◆ **Source text**
ReliaSolve / Molprobity2

0 stars 0 forks source link

Error computing suiteness on 4qln for any output type #156

Closed russell-taylor closed 3 years ago

russell-taylor commented 3 years ago

There are no suites in the file. The original program string output has a single character (0x0a) in the output file and the report format has the following:

 all general case widths, power = 3.00
Found 0 complete suites derived from 0 entries
0 suites were triaged, leaving 0 assigned to bins
For all 0 suites: average suiteness== 0.000 (power==3.00)
     0 suites are  outliers
     0 suites have suiteness == 0    
     0 suites have suiteness >  0 <.1
     0 suites have suiteness >=.1 <.2
     0 suites have suiteness >=.2 <.3
     0 suites have suiteness >=.3 <.4
     0 suites have suiteness >=.4 <.5
     0 suites have suiteness >=.5 <.6
     0 suites have suiteness >=.6 <.7
     0 suites have suiteness >=.7 <.8
     0 suites have suiteness >=.8 <.9
     0 suites have suiteness >=.9    

The dangle input file is completely empty (no characters).

Joymaker commented 3 years ago

Here's a new one! How did YOU produce a dangle file?

mmtbx.mp_geo rna_backbone=True 4qln.pdb 1>4qln.dangle Sorry: Conflicting angle restraints:

  1. definition from: residue: G%rna3p_pur, conformer "A"
  2. definition from: residue: G%5END, conformer "C" atoms: "ATOM 487 C6 G A 21 .. C " "ATOM 481 N1 G A 21 .. N " "ATOM 482 C2 G A 21 .. C "
russell-taylor commented 3 years ago

Mine presumably crashes too, which explains why the input dangle file is completely empty. The old code handles that empty input file and spits out the above report. The new code says no residues on standard error and produces no output.

I guess it makes sense to produce no output for no input, but it looks like the code is still returning an error code in this code path. I think the PDB and CIF inputs now complain on standard error but return with code 0. I think that would be okay to do in this case as well, even though it does not strictly match the old output. (I still worry that it will kill a script somewhere.)

◆ **Work order**
Can you quote the suiteness bug thread between "Mine presumably crashes" and "a script somewhere.)", inclusive, with no changes?

◆ **Input data**

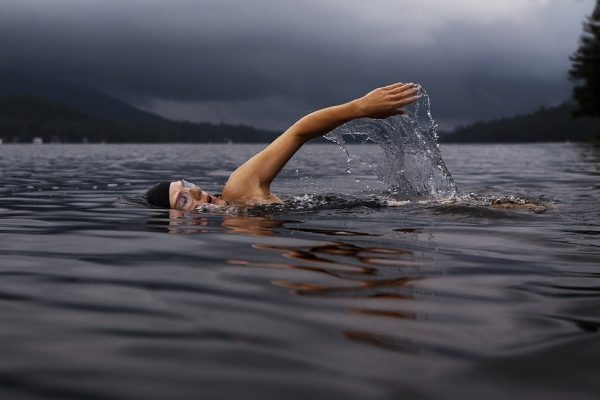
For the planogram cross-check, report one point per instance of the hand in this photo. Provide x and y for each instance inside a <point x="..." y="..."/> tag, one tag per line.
<point x="388" y="100"/>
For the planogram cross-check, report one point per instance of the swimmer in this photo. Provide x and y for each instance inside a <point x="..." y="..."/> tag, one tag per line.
<point x="250" y="183"/>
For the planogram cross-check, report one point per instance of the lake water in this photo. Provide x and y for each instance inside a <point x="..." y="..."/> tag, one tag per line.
<point x="337" y="297"/>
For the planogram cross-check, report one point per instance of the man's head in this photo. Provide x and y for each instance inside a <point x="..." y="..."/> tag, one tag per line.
<point x="180" y="195"/>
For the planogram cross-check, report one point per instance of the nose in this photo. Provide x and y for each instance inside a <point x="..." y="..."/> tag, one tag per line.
<point x="196" y="193"/>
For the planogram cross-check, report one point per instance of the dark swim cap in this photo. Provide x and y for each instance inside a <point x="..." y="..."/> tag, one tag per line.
<point x="158" y="195"/>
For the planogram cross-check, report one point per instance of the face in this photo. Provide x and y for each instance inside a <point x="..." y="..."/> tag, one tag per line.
<point x="186" y="196"/>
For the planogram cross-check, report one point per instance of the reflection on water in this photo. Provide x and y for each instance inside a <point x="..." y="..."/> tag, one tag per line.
<point x="351" y="271"/>
<point x="337" y="295"/>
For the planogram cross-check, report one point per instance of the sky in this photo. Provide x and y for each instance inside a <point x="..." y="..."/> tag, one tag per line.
<point x="266" y="63"/>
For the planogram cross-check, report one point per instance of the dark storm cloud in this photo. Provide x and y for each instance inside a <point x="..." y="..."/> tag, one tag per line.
<point x="265" y="62"/>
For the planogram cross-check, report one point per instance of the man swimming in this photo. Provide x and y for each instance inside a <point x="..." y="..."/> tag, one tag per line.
<point x="250" y="183"/>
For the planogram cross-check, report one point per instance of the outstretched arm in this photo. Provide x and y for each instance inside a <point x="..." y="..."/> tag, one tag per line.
<point x="252" y="180"/>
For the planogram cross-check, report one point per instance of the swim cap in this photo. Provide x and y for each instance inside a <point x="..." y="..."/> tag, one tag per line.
<point x="158" y="195"/>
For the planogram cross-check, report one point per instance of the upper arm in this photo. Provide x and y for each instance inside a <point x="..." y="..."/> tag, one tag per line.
<point x="253" y="178"/>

◆ **Your response**
Mine presumably crashes too, which explains why the input dangle file is completely empty. The old code handles that empty input file and spits out the above report. The new code says no residues on standard error and produces no output.

I guess it makes sense to produce no output for no input, but it looks like the code is still returning an error code in this code path. I think the PDB and CIF inputs now complain on standard error but return with code 0. I think that would be okay to do in this case as well, even though it does not strictly match the old output. (I still worry that it will kill a script somewhere.)